Prolongez le texte sur l'élargissement de l'aide médicale à mourir au Québec en reprenant après sa dernière phrase.

> Texte étudié:
◇ ◇ ◇ ◇

La ministre de la Santé du Québec, Danielle McCann, « est revenue sur sa décision d’élargir l’aide médicale à mourir aux personnes atteintes de maladie mentale dès le 12 mars prochain ». Une décision en attente des résultats de la « consultation élargie, complète qui doit être menée ».
Cette disposition était annoncée dans le cadre de l’élargissement de l’accès à l’aide médicale à mourir (cf. Canada : l’aide à mourir toujours plus accessible) suite au « jugement ayant donné raison à Nicole Gladu et à Jean Truchon », ceux-ci ayant eu gain de cause auprès de la Cour supérieure (cf. Québec : une décision de justice élargit l’aide médicale à mourir). « L’aide médicale à mourir devait être ouverte aux personnes qui ne sont pas en ″fin de vie″ ». La portion de la loi québécoise relative au critère de « fin de vie » a été jugée « inconstitutionnelle » et deviendra inopérante le 12 mars. En effet, rendu à l’automne, le jugement de la Cour supérieur « donnait six mois à Québec et Ottawa pour modifier leur loi ».

◇ ◇ ◇ ◇

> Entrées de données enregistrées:
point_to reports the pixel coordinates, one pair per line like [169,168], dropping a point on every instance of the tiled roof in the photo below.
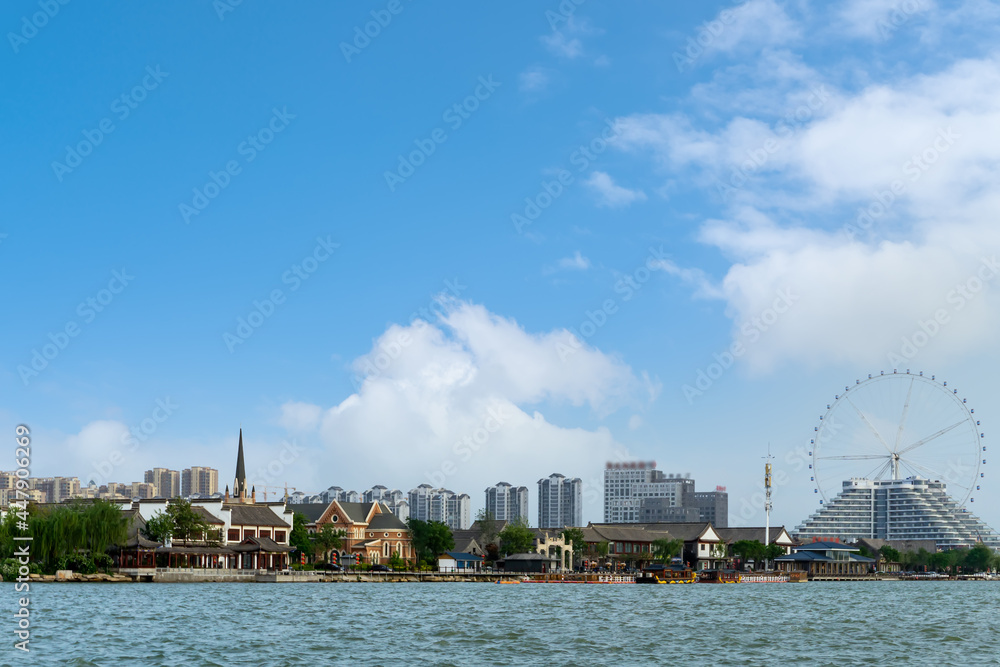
[207,516]
[755,533]
[460,556]
[356,512]
[386,521]
[311,511]
[255,515]
[265,544]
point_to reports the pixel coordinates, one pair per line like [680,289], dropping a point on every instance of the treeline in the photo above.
[75,536]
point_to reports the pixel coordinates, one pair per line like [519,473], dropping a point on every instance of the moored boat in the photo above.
[658,573]
[718,577]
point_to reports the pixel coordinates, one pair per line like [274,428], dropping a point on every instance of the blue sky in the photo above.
[695,170]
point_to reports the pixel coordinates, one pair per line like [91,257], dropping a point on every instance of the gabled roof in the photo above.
[386,521]
[311,511]
[255,515]
[826,546]
[207,516]
[265,544]
[778,535]
[531,556]
[459,556]
[356,512]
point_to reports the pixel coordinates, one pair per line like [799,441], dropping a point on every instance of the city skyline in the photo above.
[653,233]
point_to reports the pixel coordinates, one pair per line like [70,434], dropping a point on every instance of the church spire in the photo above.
[240,487]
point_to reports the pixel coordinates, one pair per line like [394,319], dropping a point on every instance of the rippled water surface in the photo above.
[836,623]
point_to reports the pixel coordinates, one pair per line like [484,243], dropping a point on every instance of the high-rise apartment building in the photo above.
[506,502]
[627,484]
[167,482]
[203,481]
[429,504]
[560,502]
[897,509]
[712,506]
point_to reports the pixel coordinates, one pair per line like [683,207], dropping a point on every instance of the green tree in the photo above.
[159,528]
[889,555]
[574,537]
[325,540]
[299,537]
[979,558]
[663,550]
[516,538]
[189,525]
[430,540]
[489,527]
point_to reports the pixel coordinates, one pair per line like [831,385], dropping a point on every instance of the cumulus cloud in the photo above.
[875,212]
[459,403]
[575,263]
[609,193]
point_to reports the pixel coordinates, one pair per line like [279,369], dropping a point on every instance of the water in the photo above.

◇ ◇ ◇ ◇

> Votre réponse:
Toutefois, pour l’avocat Jean-Pierre Ménard, « les individus souffrant de maladie mentale pourront demander l’aide médicale à mourir pourvu qu’ils remplissent les critères de la Loi sur les soins de fin de vie », à savoir être atteint « d’une maladie grave, incurable », éprouver « des souffrances physiques ou psychiques constantes, insupportables et ne pouvant être apaisées dans des conditions jugées tolérables ». Et ce « même si elles ne sont pas en fin de vie ». Et que le patient « ait des antécédents psychiatriques ou non » pourvu que la personne soit « apte à consentir à l’aide médicale à mourir » selon l’avocat. « Nous prenons une pause essentiellement pour les personnes qui ont un problème de santé mentale sévère et persistant », a déclaré la ministre.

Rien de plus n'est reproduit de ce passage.